_MATERIAL PROVIDED_.

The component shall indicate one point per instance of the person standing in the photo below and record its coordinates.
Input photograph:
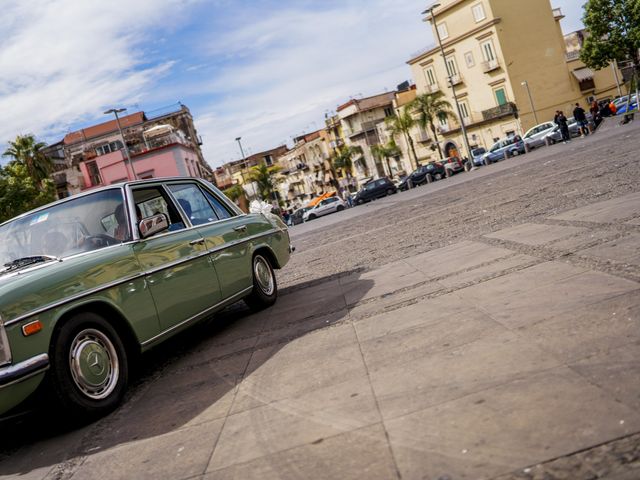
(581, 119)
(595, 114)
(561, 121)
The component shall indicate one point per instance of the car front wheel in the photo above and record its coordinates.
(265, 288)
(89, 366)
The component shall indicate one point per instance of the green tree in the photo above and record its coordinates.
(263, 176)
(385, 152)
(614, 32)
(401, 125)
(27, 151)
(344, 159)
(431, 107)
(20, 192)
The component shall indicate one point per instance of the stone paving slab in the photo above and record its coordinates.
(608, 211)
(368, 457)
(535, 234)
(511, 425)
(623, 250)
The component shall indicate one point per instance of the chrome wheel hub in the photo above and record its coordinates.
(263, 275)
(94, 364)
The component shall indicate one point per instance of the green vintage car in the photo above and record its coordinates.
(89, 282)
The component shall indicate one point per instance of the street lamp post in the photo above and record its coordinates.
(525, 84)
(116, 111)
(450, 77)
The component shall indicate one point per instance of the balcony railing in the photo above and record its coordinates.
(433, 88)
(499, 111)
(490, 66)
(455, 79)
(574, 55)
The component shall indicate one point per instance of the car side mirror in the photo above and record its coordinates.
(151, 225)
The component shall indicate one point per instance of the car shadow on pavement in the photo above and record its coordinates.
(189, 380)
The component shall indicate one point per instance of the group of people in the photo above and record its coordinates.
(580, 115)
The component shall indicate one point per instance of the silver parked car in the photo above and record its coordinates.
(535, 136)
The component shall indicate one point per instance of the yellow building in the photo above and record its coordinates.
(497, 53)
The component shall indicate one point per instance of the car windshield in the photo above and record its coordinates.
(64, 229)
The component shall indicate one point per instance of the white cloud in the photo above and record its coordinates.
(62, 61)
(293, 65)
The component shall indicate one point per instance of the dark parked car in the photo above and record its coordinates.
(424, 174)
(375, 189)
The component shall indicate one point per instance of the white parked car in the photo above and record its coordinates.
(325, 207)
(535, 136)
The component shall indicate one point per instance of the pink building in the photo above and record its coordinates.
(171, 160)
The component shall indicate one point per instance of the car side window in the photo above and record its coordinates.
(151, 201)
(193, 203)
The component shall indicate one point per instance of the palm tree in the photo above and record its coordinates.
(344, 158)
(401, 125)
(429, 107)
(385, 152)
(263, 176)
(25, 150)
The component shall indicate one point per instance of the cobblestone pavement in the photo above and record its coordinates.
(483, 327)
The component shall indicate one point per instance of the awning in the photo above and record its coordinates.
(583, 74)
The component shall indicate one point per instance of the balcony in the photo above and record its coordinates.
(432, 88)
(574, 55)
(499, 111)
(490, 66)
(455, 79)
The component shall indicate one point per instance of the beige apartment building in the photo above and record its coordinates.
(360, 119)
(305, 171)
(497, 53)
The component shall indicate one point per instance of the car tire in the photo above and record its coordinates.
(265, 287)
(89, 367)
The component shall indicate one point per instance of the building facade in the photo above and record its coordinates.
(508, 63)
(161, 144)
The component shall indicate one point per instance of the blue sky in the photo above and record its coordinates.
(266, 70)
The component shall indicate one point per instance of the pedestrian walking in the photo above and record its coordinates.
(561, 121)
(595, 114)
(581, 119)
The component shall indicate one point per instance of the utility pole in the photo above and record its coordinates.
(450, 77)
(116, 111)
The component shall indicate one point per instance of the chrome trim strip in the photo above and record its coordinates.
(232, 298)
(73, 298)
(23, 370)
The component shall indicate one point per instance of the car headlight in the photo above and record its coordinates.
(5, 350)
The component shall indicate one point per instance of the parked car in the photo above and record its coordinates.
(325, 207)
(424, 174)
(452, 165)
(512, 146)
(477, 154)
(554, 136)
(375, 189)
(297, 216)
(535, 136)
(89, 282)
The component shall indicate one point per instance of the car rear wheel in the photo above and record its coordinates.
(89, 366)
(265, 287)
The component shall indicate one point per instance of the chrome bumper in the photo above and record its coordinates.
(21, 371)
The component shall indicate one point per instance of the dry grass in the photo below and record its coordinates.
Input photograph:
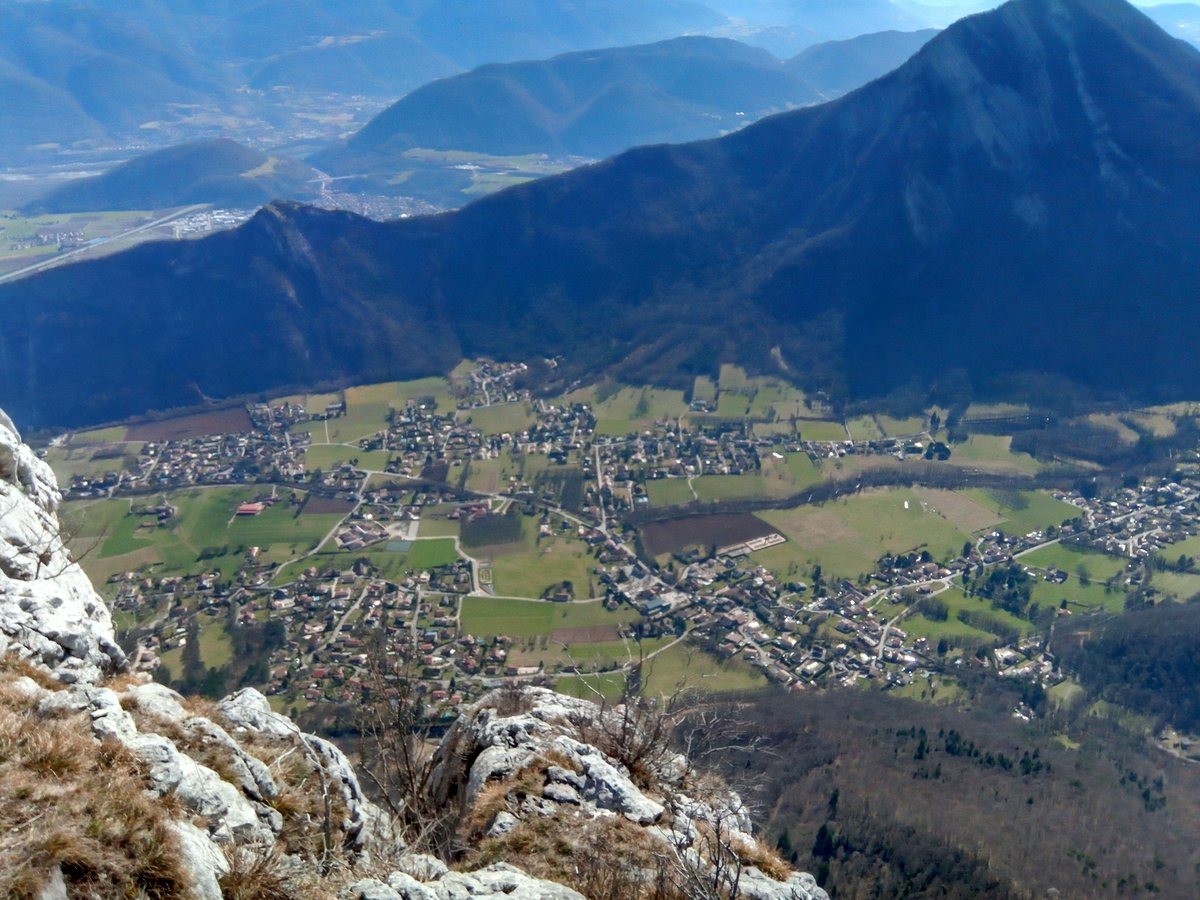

...

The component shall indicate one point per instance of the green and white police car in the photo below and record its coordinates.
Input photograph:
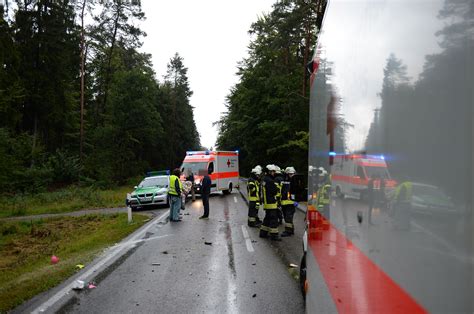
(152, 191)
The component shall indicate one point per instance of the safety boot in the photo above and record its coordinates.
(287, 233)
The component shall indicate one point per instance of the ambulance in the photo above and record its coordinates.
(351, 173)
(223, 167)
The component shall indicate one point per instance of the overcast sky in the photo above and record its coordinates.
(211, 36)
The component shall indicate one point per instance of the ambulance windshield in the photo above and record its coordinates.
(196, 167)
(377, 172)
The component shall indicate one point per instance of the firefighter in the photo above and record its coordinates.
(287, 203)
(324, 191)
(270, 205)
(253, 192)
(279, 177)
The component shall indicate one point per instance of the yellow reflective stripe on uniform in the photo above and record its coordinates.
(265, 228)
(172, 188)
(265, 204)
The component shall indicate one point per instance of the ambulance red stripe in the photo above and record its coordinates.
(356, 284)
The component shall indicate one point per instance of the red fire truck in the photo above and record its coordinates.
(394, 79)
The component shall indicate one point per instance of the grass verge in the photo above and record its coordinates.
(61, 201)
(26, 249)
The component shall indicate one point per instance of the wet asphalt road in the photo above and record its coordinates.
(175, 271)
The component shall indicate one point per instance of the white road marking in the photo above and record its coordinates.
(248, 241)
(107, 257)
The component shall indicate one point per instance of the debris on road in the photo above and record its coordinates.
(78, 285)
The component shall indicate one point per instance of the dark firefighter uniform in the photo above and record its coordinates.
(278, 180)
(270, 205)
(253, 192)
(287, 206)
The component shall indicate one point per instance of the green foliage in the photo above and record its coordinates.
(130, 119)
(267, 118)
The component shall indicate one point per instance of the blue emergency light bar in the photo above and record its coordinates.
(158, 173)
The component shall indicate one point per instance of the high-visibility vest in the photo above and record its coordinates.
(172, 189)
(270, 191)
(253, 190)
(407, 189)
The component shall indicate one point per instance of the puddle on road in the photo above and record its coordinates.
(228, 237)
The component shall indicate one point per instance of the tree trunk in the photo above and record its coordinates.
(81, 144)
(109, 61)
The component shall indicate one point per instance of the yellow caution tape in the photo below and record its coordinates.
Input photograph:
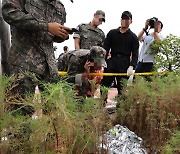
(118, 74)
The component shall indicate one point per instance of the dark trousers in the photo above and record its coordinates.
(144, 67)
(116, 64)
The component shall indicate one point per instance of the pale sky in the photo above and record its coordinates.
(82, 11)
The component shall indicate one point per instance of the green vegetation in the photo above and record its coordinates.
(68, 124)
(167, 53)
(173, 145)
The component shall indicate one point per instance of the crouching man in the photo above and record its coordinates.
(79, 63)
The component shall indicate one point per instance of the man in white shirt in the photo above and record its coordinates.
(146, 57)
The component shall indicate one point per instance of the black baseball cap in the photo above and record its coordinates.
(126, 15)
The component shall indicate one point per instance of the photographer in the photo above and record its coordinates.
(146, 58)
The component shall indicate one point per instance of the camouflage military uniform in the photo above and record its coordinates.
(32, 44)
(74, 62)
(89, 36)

--

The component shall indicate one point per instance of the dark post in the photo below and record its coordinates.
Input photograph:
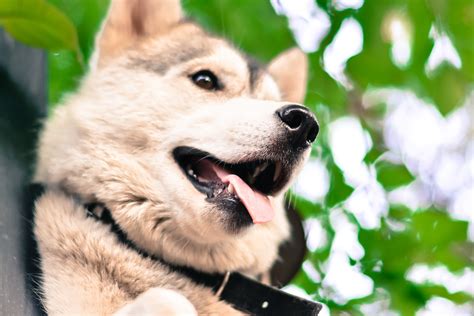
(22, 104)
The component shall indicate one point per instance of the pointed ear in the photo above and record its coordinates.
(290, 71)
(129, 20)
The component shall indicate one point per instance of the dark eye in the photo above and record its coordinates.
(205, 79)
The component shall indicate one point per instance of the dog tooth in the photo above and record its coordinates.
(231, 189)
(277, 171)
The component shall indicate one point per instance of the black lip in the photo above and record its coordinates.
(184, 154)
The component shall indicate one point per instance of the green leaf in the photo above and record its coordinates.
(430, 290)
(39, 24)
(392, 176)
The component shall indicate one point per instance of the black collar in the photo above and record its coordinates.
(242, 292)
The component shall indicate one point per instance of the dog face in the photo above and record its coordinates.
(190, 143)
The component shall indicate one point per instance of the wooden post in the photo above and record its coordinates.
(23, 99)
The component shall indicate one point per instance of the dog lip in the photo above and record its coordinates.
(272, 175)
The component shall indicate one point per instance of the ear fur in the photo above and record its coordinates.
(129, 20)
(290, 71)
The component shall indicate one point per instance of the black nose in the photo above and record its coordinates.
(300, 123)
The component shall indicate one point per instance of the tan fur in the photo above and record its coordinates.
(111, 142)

_WRITTEN TASK_. Which lines in the data above contain the word "ambulance"? Collect each of them and list it in full.

_CORRECT RESPONSE_.
The component shall indicate one point per instance of the ambulance in the photo above and record its coordinates.
The component shall indicate one point per instance of the ambulance windshield in the photo above and record its coordinates.
The component shall indicate one point per instance of the ambulance red stripe in the photo above and record its coordinates.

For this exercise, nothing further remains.